## Requirements:
Take the line that contains "Task: find each instance of the bare" and every line after it in the material below, and quote them exactly.

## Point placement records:

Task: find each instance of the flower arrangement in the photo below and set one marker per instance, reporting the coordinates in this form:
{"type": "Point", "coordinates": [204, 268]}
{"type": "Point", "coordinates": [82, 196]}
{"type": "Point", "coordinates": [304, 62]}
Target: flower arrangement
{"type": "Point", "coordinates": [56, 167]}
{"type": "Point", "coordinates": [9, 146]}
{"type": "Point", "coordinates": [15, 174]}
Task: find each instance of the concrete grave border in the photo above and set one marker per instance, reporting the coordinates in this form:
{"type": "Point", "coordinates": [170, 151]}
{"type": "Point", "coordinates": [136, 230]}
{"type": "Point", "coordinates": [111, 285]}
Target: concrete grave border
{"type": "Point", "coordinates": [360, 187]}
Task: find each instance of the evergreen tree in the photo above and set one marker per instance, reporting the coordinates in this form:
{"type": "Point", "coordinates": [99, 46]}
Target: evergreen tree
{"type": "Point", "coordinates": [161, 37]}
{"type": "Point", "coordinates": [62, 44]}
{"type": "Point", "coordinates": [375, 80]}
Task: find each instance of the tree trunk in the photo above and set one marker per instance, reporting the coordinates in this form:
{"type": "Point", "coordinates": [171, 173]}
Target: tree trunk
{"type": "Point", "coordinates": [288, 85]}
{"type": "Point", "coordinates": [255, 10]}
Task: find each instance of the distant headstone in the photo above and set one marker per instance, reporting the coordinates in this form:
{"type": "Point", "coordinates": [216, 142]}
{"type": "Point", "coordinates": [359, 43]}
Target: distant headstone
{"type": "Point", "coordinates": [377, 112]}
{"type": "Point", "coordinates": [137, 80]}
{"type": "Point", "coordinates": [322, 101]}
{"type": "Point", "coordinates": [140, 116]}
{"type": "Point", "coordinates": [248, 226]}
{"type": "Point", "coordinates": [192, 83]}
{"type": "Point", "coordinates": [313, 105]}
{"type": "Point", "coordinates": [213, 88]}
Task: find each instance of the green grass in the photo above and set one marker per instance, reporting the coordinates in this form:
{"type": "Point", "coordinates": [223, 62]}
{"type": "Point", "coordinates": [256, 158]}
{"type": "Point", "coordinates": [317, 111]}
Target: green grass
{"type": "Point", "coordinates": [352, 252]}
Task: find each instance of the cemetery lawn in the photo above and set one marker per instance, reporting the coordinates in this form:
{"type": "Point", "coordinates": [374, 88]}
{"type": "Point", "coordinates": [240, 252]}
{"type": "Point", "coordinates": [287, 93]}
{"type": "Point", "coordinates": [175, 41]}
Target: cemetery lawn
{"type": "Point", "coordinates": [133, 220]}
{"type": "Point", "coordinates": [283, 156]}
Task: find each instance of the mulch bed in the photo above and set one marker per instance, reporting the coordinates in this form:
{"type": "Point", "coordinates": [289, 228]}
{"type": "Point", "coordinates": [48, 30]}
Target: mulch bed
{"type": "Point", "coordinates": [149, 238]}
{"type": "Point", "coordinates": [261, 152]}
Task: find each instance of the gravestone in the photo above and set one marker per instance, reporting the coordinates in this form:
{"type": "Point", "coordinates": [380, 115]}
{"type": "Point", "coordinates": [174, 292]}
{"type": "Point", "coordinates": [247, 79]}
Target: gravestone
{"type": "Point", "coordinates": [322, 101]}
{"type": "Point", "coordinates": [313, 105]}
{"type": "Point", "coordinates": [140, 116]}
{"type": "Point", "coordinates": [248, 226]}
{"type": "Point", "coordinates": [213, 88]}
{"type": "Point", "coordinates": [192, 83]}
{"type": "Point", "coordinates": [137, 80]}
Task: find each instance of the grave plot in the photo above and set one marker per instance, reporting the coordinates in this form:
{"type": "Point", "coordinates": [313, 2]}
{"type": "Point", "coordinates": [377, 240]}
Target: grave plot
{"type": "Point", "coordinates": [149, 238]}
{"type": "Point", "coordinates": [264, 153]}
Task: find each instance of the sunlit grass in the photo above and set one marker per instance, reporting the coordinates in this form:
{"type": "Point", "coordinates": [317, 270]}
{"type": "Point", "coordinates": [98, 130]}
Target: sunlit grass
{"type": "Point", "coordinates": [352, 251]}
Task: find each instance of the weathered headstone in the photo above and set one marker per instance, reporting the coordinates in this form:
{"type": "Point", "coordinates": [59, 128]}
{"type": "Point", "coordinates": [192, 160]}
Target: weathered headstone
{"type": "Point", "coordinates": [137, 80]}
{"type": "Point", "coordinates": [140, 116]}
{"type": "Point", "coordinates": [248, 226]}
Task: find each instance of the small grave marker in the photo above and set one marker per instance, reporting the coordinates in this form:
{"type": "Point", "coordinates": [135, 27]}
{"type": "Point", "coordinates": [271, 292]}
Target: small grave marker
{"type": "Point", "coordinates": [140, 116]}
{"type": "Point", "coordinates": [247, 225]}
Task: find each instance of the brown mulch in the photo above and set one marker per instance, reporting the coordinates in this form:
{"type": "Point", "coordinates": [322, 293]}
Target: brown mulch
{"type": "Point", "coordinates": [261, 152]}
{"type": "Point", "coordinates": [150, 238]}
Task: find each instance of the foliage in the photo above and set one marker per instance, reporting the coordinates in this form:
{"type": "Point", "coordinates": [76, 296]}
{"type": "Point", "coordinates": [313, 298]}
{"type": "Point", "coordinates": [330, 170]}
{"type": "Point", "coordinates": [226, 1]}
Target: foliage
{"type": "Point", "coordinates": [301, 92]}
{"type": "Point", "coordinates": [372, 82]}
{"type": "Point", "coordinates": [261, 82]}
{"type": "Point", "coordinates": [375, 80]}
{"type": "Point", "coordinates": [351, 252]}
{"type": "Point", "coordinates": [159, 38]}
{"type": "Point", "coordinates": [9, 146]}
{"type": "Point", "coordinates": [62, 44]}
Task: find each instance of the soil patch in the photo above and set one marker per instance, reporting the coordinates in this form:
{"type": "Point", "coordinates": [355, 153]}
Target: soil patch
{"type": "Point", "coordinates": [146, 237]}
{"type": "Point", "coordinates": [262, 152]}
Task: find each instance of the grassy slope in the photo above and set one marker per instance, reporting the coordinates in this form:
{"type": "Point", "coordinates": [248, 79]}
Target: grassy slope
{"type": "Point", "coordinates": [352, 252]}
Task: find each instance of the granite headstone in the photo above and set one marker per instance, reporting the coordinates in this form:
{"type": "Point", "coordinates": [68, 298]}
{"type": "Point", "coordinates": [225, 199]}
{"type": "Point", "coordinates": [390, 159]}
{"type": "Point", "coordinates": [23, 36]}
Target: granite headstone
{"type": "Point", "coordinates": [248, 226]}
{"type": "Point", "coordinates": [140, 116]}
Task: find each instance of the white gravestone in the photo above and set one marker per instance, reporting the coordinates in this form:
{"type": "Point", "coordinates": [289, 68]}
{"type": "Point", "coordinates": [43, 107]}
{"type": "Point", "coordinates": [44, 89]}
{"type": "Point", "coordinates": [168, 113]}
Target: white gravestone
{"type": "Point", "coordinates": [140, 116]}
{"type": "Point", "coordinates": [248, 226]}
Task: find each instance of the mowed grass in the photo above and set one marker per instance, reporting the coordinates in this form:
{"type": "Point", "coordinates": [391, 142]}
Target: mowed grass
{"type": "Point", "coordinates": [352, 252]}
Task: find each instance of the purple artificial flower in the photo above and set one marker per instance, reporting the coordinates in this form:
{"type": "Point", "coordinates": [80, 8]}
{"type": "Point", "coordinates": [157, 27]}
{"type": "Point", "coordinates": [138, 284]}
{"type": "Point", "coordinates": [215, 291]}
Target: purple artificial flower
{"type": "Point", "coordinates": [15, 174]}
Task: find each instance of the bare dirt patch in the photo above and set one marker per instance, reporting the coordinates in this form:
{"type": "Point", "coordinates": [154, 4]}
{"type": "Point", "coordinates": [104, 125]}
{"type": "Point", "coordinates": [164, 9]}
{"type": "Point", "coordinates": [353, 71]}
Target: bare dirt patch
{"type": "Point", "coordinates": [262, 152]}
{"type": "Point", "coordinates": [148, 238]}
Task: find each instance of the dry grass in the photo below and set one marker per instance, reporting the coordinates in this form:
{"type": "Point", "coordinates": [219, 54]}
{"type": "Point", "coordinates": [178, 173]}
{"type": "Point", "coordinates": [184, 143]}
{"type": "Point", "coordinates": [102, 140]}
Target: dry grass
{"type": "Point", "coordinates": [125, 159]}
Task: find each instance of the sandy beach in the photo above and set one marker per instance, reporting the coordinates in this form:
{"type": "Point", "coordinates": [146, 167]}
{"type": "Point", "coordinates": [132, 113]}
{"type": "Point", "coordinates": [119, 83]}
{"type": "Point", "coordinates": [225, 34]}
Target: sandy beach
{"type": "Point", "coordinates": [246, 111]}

## Answer for this exercise:
Task: find each instance of the bare dirt patch in the photo above and set one marker per instance, reporting the coordinates in this form:
{"type": "Point", "coordinates": [154, 4]}
{"type": "Point", "coordinates": [104, 125]}
{"type": "Point", "coordinates": [164, 9]}
{"type": "Point", "coordinates": [353, 71]}
Target: bare dirt patch
{"type": "Point", "coordinates": [262, 152]}
{"type": "Point", "coordinates": [148, 238]}
Task: find each instance of the dry grass in the photo below and set one marker per instance, reporting the coordinates in this form:
{"type": "Point", "coordinates": [219, 54]}
{"type": "Point", "coordinates": [178, 173]}
{"type": "Point", "coordinates": [184, 143]}
{"type": "Point", "coordinates": [102, 140]}
Target: dry grass
{"type": "Point", "coordinates": [125, 159]}
Task: find each instance of the sandy beach in the photo above and set one marker per instance, reporting the coordinates in this form:
{"type": "Point", "coordinates": [146, 167]}
{"type": "Point", "coordinates": [132, 113]}
{"type": "Point", "coordinates": [119, 83]}
{"type": "Point", "coordinates": [225, 34]}
Target: sandy beach
{"type": "Point", "coordinates": [246, 111]}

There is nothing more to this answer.